=== Goal ===
Reproduce all of the data word for word.

━━━━━━━━━━━━━━━━━━━━

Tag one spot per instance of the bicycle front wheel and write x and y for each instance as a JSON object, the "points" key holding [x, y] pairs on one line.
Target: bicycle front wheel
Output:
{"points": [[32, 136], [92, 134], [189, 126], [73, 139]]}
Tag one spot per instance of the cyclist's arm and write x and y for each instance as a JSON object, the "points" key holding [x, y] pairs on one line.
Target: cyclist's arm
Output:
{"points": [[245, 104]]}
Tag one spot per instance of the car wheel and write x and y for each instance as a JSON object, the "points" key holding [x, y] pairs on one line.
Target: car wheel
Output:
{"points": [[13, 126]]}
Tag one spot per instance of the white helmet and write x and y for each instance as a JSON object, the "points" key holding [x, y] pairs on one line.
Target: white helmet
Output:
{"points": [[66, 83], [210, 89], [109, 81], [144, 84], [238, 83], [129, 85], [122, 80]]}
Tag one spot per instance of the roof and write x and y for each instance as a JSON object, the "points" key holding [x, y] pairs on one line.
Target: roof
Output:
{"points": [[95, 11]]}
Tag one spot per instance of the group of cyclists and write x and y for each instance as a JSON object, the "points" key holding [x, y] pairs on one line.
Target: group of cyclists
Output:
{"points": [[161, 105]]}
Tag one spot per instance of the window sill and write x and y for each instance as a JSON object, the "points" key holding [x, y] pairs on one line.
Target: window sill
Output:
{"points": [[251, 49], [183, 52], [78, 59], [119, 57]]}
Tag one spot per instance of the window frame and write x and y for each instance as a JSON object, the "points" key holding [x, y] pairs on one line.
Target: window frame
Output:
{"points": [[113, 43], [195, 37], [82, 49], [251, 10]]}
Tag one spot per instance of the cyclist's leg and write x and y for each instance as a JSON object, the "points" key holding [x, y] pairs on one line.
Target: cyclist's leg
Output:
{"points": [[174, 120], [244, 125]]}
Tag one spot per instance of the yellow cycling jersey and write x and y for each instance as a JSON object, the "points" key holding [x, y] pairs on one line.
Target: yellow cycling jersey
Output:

━━━━━━━━━━━━━━━━━━━━

=== Worked answer ===
Tag one spot per instance of the bicycle front wheel and write x and y for each instance as a JSON object, the "points" key holding [x, y] pairs on one line.
Target: bicycle front wheel
Output:
{"points": [[32, 136], [92, 134], [189, 126], [73, 139]]}
Tag one spot per instance of the cyclist's arm and write x and y for each instance as a JSON object, the "points" key holding [x, y] pairs on one line.
Target: cyclist's arm
Output:
{"points": [[245, 104]]}
Tag one spot per instance of the car wheel and write x and y for each instance as a JSON object, the "points" key holding [x, y] pairs on one line.
Target: car wheel
Output:
{"points": [[13, 126]]}
Tag one spot per instance of the white helmet and write x and y for each instance as a JSON object, the "points" key holding [x, y] pairs on one line.
Target: white helmet
Output:
{"points": [[66, 83], [210, 89], [109, 81], [144, 84], [238, 83], [129, 85], [122, 80]]}
Tag one spot per instance of the roof and write x and y for each instance as a JSON object, the "points" key holding [x, y] pairs on one line.
Target: roof
Output:
{"points": [[95, 11]]}
Tag one spot per instance of the group of cyclists and write x and y for each instance as a JSON object, the "points" key holding [x, y] pairs on one line.
Target: group of cyclists
Output:
{"points": [[161, 105]]}
Tag one spot per instance of the window sill and write x and y for each instance as a JSON object, the "points" key holding [x, y] pairs on one line.
Target: window sill
Output:
{"points": [[251, 49], [183, 52], [78, 59], [119, 57]]}
Tag one spot per instance of the window frame and write x and y for each instance as a JSON object, the "points" key holding [x, y] pairs on one line.
Target: window frame
Output:
{"points": [[113, 43], [195, 37], [82, 49], [251, 10]]}
Tag one spot per instance of the cyclist's leg and write x and y for each instance as a JSON object, the "points" key holding [x, y] pairs on one line.
Target: cyclist's leg
Output:
{"points": [[174, 120], [244, 125]]}
Tag one spot per instance of the yellow cycling jersey and write x and y for each instance as a JSON object, the "points" key holding [x, y] pairs on one line.
Target: yellow cycling jersey
Output:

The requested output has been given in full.